— YOUR GOAL —
Output a character-exact copy of the data, images removed.

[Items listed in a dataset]
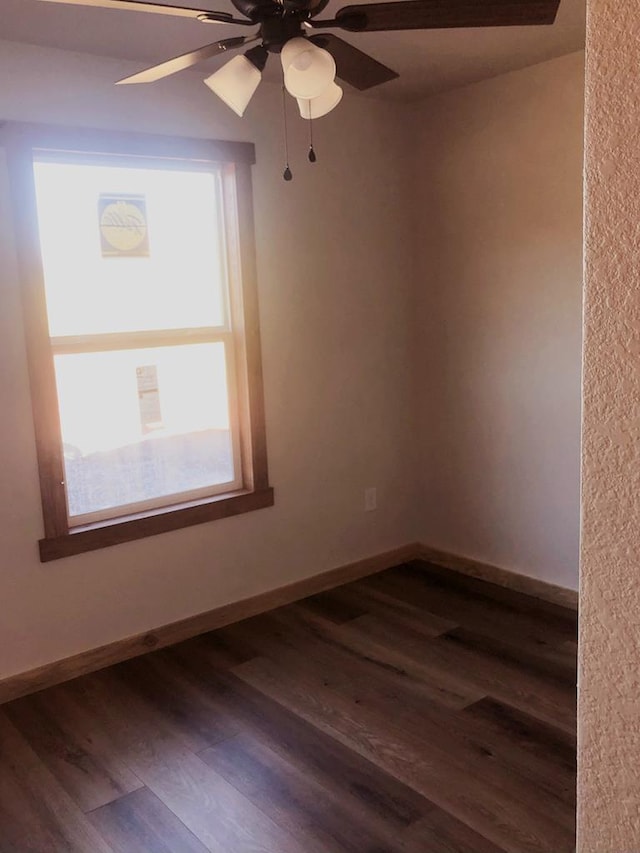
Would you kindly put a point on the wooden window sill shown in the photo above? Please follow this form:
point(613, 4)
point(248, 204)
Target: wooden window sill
point(127, 529)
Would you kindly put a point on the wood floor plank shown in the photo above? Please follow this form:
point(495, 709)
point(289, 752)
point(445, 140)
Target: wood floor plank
point(439, 776)
point(36, 813)
point(334, 607)
point(542, 698)
point(140, 823)
point(215, 812)
point(84, 766)
point(387, 696)
point(198, 724)
point(519, 602)
point(522, 731)
point(558, 663)
point(411, 712)
point(442, 833)
point(385, 606)
point(312, 813)
point(474, 612)
point(288, 633)
point(327, 760)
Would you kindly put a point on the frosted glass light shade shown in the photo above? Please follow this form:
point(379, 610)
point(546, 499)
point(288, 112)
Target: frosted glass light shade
point(235, 83)
point(323, 104)
point(308, 70)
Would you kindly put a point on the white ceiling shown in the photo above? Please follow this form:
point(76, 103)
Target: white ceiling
point(428, 61)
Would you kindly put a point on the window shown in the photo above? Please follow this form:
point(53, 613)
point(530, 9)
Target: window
point(140, 302)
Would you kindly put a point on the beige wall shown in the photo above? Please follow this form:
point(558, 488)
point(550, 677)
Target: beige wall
point(609, 705)
point(499, 312)
point(335, 283)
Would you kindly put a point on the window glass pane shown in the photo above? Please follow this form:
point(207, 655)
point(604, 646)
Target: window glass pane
point(130, 249)
point(142, 424)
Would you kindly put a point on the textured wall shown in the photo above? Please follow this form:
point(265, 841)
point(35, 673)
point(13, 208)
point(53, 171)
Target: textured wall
point(500, 311)
point(609, 712)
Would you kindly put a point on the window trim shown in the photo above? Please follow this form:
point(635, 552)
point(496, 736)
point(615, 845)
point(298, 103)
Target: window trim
point(235, 160)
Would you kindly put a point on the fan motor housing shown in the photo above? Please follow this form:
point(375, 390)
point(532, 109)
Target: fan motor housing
point(260, 10)
point(276, 32)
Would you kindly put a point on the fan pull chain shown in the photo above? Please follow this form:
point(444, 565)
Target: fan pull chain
point(312, 152)
point(288, 174)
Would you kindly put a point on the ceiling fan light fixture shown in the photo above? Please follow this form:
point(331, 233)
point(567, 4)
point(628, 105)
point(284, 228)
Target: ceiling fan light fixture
point(313, 108)
point(308, 70)
point(236, 82)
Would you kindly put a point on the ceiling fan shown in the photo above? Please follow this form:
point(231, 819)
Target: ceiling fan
point(311, 61)
point(280, 22)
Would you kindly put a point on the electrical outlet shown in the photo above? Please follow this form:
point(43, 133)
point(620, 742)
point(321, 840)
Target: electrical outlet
point(370, 499)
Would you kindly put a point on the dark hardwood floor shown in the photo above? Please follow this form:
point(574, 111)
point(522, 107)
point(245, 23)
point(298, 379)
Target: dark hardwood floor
point(416, 711)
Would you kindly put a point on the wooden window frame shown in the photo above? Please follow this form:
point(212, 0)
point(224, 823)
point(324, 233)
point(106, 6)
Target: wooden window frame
point(234, 159)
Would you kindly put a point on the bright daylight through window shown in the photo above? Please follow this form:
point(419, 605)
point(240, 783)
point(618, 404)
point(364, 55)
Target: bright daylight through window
point(129, 250)
point(157, 397)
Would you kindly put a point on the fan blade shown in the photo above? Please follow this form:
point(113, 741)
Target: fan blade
point(439, 14)
point(354, 67)
point(157, 8)
point(186, 60)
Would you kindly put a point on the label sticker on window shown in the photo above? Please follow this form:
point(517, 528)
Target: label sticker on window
point(123, 226)
point(149, 398)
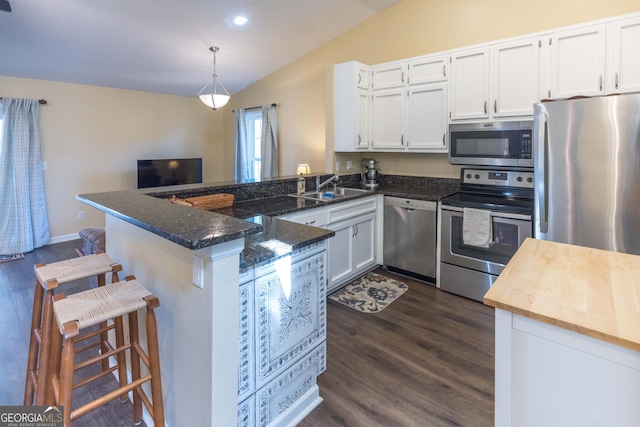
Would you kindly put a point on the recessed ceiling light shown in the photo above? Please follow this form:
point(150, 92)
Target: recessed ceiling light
point(240, 20)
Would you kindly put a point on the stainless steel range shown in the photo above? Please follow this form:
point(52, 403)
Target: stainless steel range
point(482, 227)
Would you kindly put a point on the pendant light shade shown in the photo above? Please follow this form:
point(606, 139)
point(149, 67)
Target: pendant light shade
point(214, 97)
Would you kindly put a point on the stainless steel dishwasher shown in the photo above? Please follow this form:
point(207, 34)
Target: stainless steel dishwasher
point(410, 237)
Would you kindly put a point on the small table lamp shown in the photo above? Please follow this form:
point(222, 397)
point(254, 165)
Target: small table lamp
point(303, 168)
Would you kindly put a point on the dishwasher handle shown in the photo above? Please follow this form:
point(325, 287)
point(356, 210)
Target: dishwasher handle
point(411, 205)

— REPLY TO THE EXERCISE —
Would you kindly put a point on the wooden window sill shown in the photo above? Please follow this form:
point(613, 4)
point(248, 204)
Target: wooden window sill
point(127, 529)
Would you kindly put a point on the wood floor plank shown in the photo above? Please follow this form:
point(495, 709)
point(289, 752)
point(445, 140)
Target: wood floor plank
point(439, 776)
point(36, 813)
point(334, 607)
point(542, 698)
point(140, 823)
point(215, 812)
point(84, 766)
point(387, 696)
point(198, 724)
point(519, 602)
point(522, 731)
point(558, 663)
point(411, 712)
point(442, 833)
point(385, 606)
point(312, 813)
point(474, 612)
point(288, 633)
point(327, 760)
Would you kindly put a point on the frosted glass light shade shown in the photo above? Please follow this form:
point(379, 610)
point(546, 499)
point(288, 112)
Target: frosted glass light shade
point(235, 83)
point(323, 104)
point(308, 70)
Would you kindly put a point on the white ceiling shown in the photo above? Please follow this form:
point(76, 103)
Target: white ceiling
point(428, 61)
Would you kindly put a point on the window shown in the photo above? Please follow this form:
point(53, 613)
point(530, 9)
Target: window
point(140, 302)
Would you kindly put a point on the beige wall shown in the photo above? Please follow this form:
point(558, 488)
point(550, 677)
Target: beige wall
point(609, 705)
point(499, 312)
point(335, 283)
Would you kindly put a point on the window glass pane shown in the photo above? Please follow this form:
point(207, 655)
point(604, 646)
Target: window glass pane
point(130, 249)
point(142, 424)
Would you kindly put a point on the textured wall shown in the photo above? Please follow this form:
point(265, 841)
point(35, 673)
point(13, 208)
point(53, 171)
Target: textured wall
point(500, 311)
point(609, 712)
Would you kindly put a point on the window trim shown in the photo above? Please follow this form:
point(635, 552)
point(496, 736)
point(615, 845)
point(298, 103)
Target: window trim
point(235, 160)
Would you kindly put a point on the fan motor housing shown in the photo above? Please follow this form:
point(375, 390)
point(532, 109)
Target: fan motor housing
point(260, 10)
point(276, 32)
Would you kindly put a point on the fan pull chain shown in the photo above? Please follow this form:
point(444, 565)
Target: fan pull chain
point(312, 152)
point(288, 174)
Would you kindly put a point on the ceiling fan light fixture shown in the photo above? Please follow this form:
point(331, 233)
point(567, 4)
point(628, 105)
point(284, 228)
Target: ceiling fan light fixture
point(313, 108)
point(308, 70)
point(236, 82)
Would you kindly put a point on the ceiling fan shown in the photo above? Please follow this form:
point(231, 819)
Target: ceiling fan
point(311, 61)
point(280, 22)
Would you kindly put a point on the electrical outlet shown in the photo above? Please follow this form:
point(43, 133)
point(620, 742)
point(321, 840)
Target: electrical outlet
point(370, 499)
Would you kindly put a point on the dark hardwood floor shown in the photo above? Please follow this form:
point(574, 111)
point(522, 107)
point(245, 23)
point(298, 379)
Target: dark hardwood floor
point(416, 711)
Would you kindly put a point on the wooden window frame shown in the photo above? Please follow this form:
point(212, 0)
point(224, 823)
point(324, 233)
point(106, 6)
Target: wooden window frame
point(234, 159)
Would you kindly put a point on the bright daylight through window shown in the photo above? Please follow this form:
point(419, 605)
point(240, 783)
point(618, 404)
point(364, 55)
Target: bright daylight through window
point(129, 250)
point(157, 397)
Would you kindly put a point on the fan blade shown in the photo above? Please follow this form:
point(113, 741)
Target: fan blade
point(439, 14)
point(354, 67)
point(157, 8)
point(186, 60)
Would you kindly put a point on the label sticker on window shown in the photo above? Please follow this form:
point(517, 528)
Target: label sticker on window
point(123, 226)
point(149, 398)
Would you kindly put a point on the recessed ceiling light shown in the photo above? Please follow this form:
point(150, 92)
Target: recessed ceiling light
point(240, 20)
Would you kindly put a point on the stainless steel range shown in the photo above? Please follow this form:
point(52, 403)
Target: stainless steel range
point(482, 227)
Would you kindly put a point on the pendant light shade shown in the photo above? Please follow this form:
point(606, 139)
point(149, 67)
Target: pendant light shade
point(214, 97)
Would you kindly put a point on the stainless steel dishwasher shown in the photo above? Please follow this form:
point(207, 34)
Target: stainless steel dishwasher
point(410, 237)
Would you kindly put a point on the small table lamp shown in the photo above? Please follow this form:
point(222, 397)
point(254, 165)
Target: small table lamp
point(303, 168)
Would you kindly put a point on the dishwasher handle shown in the photo above? Please follow this form:
point(325, 287)
point(356, 210)
Target: dishwasher handle
point(411, 205)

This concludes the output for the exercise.